## Task to complete
Reproduce the data in its entirety, exactly as supplied.

### Entries ###

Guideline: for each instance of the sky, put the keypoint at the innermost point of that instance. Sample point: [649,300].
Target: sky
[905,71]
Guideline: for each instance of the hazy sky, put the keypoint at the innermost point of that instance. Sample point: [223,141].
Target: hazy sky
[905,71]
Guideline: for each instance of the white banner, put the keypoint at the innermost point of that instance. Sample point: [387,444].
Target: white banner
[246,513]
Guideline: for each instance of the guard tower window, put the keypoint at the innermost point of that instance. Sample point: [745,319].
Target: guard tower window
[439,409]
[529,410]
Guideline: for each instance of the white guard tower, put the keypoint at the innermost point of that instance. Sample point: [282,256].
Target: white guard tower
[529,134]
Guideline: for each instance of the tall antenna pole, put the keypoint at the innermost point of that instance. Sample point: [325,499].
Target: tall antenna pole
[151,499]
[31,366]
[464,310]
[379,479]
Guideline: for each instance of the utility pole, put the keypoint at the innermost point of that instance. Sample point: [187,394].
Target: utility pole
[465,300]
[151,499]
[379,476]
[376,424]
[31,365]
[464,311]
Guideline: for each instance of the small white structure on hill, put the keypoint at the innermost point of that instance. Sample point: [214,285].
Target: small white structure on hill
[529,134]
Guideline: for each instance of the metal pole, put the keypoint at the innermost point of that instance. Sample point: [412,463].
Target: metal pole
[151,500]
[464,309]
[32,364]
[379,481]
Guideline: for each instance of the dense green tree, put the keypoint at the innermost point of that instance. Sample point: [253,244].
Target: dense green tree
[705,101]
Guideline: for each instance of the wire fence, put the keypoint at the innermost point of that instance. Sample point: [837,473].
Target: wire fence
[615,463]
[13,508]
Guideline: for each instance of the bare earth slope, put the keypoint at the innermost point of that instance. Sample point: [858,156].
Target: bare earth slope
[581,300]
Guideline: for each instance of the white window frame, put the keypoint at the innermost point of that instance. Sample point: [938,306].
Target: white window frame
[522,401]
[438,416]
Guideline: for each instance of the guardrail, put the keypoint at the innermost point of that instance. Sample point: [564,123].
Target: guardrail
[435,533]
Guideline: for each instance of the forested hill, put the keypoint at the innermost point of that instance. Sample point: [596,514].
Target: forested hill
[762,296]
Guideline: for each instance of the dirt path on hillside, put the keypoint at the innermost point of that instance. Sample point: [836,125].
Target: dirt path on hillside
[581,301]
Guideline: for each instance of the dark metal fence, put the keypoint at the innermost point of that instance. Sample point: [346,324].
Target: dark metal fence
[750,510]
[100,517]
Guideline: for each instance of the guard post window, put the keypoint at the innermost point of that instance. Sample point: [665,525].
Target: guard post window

###

## Response for this exercise
Guideline: for each instance of the sky, put the keypoint at the innermost point of that instance. Sample point: [649,300].
Target: sky
[905,71]
Guideline: for each instance of the hazy sky, put the keypoint at the innermost point of that instance. Sample point: [223,141].
Target: hazy sky
[905,71]
Guideline: for each instance of the white banner, put the keypoint at the innermost point of that instance. Sample point: [387,444].
Target: white banner
[246,513]
Guideline: for each instance of the guard tower window, put the keypoint at the innermost point of that instance. Sample point: [745,319].
Target: guard tower window
[439,409]
[529,410]
Guideline: for each instance of the white guard tower, put the keypoint at the innermost point of that instance. Sample point: [282,256].
Target: white guard tower
[529,134]
Guideline: for each instance of the tall antenna pole, put the keypoint at the innermost point of that instance. Sample point: [325,499].
Target: tall antenna pole
[151,499]
[31,366]
[464,310]
[379,479]
Guideline: for each instance of the utility pole, put the keypoint at the innermost point of that instance. Sample point: [187,394].
Target: utility pole
[465,300]
[151,499]
[379,476]
[376,424]
[31,365]
[464,311]
Guideline: for each instance of the small white structure on hill, put the keypoint at the innermost point of that instance. Sample point: [214,285].
Target: small white structure on hill
[529,134]
Guideline: for each instance of the metal pole, put the keypoint at the innermost point of that instance. Sample point: [412,463].
Target: metal pole
[151,500]
[464,309]
[32,364]
[379,481]
Guideline: for each instance of the dense green tree, put the keypoint at the innermost point of that instance. Sample point: [253,244].
Target: dense green tree
[705,101]
Guideline: for each instance of the wire fence, put the keypoint at the innermost point of that instance. Sample point: [837,473].
Target: wire fence
[615,463]
[13,508]
Guideline: for each instance of the bare earth slope, put the keypoint at the innermost point of that instance. Sample point: [858,156].
Target: bare earth slope
[581,300]
Guideline: for each instance of the white window frame, put the keypoint at the innermost point of that instance. Sample point: [938,306].
Target: white window frame
[522,401]
[438,416]
Guideline: for each instance of the guardrail, put the keypoint at the innermost point of that instance. Sample point: [564,123].
Target: guardrail
[435,533]
Guideline: for each instance of the forested hill, put the keypoint at the innermost point of that instance. Sample point: [596,514].
Target: forested hill
[762,296]
Guideline: for each instance of the dirt path on hillside, put the keypoint at the innermost point of that instance. Sample point: [836,125].
Target: dirt path on hillside
[581,301]
Guideline: for each instance of the dark metal fence, put the keypoint at the innermost point of that instance. Sample point: [346,324].
Target: dark metal fence
[750,510]
[100,517]
Guideline: for each instance of the guard post window, put the keypoint at the innermost point of that instance. Sample point: [665,525].
Target: guard post window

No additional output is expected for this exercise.